Instruções —
a) Transcreva do texto sobre os símbolos do PSD tudo desde "Neste caso, Menezes" até "sem identidade colorida.".
b) Reescreva em forma de lista o parágrafo do texto sobre os símbolos do PSD que começa por "Apagar a cor é um passo significativo", mantendo os factos principais.
c) Segundo o texto sobre os símbolos do PSD, por que razão foi escolhida a cor laranja em 1974?

ABRUPTO

13.3.08


SETAS, COR, FUNDAÇÃO E HISTÓRIA



Neste caso, Menezes apenas prosseguiu um caminho de descaracterização iniciado por outros. Começou na JSD, ainda no tempo de Cavaco, e, depois acelerou-se com Durão Barroso continuou com Marques Mendes. Menezes deu apenas mais um passo, ao substituir o laranja pelo azul no fundo. A cor laranja, sabemos por vários relatos, foi escolhida em 1974 porque não havia outra disponível, mas a verdade é que a cor ficou como um traço forte de identidade feito pela história do PSD. Se dissermos os "laranjas", os "laranjinhas", sabe-se que falamos do PSD, se dissermos os "vermelhos" é com o PCP. Os outros "vermelhos", os do PS e os azuis, ficaram sem identidade colorida.

Apagar a cor é um passo significativo à luz dos dias do presente, mas, do ponto de vista simbólico, para o PSD é mais importante o que se passa com as setas do que com a cor. A cor tem a ver com a história, as setas com a fundação, o acto genético que para bem e para mal, é a marca de fundo do PSD. Ora as setas são três e não uma, e a sua transformação numa única significa apagar da memória do partido de onde é que vieram estas setas e por que razão Sá Carneiro e os fundadores as escolheram como símbolo.


Desenho de Cid que estava no sítio do PSD.

Excertos dos registos —
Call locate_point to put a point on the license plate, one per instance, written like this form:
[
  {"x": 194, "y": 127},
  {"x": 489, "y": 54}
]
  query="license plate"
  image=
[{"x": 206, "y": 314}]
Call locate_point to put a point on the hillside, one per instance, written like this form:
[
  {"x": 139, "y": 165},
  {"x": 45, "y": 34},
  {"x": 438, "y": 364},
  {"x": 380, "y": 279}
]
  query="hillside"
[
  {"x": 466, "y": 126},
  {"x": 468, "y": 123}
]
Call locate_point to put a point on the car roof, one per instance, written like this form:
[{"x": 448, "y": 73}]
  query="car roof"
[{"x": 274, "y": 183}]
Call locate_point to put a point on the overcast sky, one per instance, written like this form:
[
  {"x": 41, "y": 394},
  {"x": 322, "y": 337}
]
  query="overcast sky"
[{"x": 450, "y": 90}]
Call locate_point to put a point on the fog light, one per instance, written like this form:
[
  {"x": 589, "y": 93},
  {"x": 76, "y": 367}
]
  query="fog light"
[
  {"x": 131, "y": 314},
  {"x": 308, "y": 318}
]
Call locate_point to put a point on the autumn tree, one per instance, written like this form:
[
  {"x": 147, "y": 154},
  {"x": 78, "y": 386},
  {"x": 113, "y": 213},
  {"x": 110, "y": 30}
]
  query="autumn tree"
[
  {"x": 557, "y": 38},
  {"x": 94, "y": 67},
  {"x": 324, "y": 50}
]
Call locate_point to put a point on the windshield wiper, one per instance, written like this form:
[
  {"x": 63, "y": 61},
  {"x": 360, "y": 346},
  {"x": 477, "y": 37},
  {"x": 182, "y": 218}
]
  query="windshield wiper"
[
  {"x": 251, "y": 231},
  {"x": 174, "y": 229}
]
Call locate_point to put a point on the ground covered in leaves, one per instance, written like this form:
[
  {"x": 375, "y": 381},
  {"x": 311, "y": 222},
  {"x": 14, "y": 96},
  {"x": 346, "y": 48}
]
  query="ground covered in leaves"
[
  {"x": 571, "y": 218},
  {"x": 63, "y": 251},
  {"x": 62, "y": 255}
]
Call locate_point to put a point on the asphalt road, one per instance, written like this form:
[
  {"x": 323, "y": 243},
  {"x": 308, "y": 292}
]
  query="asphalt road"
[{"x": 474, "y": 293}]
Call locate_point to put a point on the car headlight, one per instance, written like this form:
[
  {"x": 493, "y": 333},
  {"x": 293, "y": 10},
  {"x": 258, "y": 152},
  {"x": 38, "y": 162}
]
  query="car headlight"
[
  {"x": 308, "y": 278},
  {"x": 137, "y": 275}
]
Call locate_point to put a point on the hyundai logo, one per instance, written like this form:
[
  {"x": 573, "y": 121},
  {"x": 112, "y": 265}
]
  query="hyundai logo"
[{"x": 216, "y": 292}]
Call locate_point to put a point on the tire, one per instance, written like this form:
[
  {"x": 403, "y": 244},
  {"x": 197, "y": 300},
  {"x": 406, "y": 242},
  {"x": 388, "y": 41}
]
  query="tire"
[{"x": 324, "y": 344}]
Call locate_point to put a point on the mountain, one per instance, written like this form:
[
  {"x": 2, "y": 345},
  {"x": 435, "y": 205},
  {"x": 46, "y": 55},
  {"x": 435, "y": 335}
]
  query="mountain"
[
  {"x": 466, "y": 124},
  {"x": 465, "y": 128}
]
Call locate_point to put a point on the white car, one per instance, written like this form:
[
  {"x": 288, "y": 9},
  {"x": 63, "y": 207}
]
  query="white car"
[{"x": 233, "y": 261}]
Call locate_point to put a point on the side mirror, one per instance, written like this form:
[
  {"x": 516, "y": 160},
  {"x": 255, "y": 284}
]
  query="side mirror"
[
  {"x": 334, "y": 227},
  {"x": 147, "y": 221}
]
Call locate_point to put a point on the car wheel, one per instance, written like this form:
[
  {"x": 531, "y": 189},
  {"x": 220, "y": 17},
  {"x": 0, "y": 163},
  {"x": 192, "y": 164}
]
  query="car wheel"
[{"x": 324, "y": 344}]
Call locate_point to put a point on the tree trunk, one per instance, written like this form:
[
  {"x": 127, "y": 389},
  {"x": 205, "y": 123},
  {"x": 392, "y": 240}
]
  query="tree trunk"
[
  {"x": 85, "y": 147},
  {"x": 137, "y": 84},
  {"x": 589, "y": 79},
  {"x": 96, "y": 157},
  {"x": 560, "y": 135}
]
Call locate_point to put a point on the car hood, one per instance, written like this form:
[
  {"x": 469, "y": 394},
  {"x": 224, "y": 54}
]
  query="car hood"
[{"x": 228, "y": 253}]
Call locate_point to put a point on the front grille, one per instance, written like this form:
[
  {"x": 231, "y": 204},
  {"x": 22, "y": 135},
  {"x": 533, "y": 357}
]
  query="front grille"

Respostas escritas —
a)
Neste caso, Menezes apenas prosseguiu um caminho de descaracterização iniciado por outros. Começou na JSD, ainda no tempo de Cavaco, e, depois acelerou-se com Durão Barroso continuou com Marques Mendes. Menezes deu apenas mais um passo, ao substituir o laranja pelo azul no fundo. A cor laranja, sabemos por vários relatos, foi escolhida em 1974 porque não havia outra disponível, mas a verdade é que a cor ficou como um traço forte de identidade feito pela história do PSD. Se dissermos os "laranjas", os "laranjinhas", sabe-se que falamos do PSD, se dissermos os "vermelhos" é com o PCP. Os outros "vermelhos", os do PS e os azuis, ficaram sem identidade colorida.

b)
- Apagar a cor é um passo significativo nos dias de hoje, mas, simbolicamente, as setas importam mais ao PSD do que a cor.
- A cor tem a ver com a história do partido; as setas, com a sua fundação, que é a marca de fundo do PSD.
- As setas são três e não uma; transformá-las numa única apaga da memória do partido de onde vieram e por que razão Sá Carneiro e os fundadores as escolheram como símbolo.

c) Porque não havia outra disponível.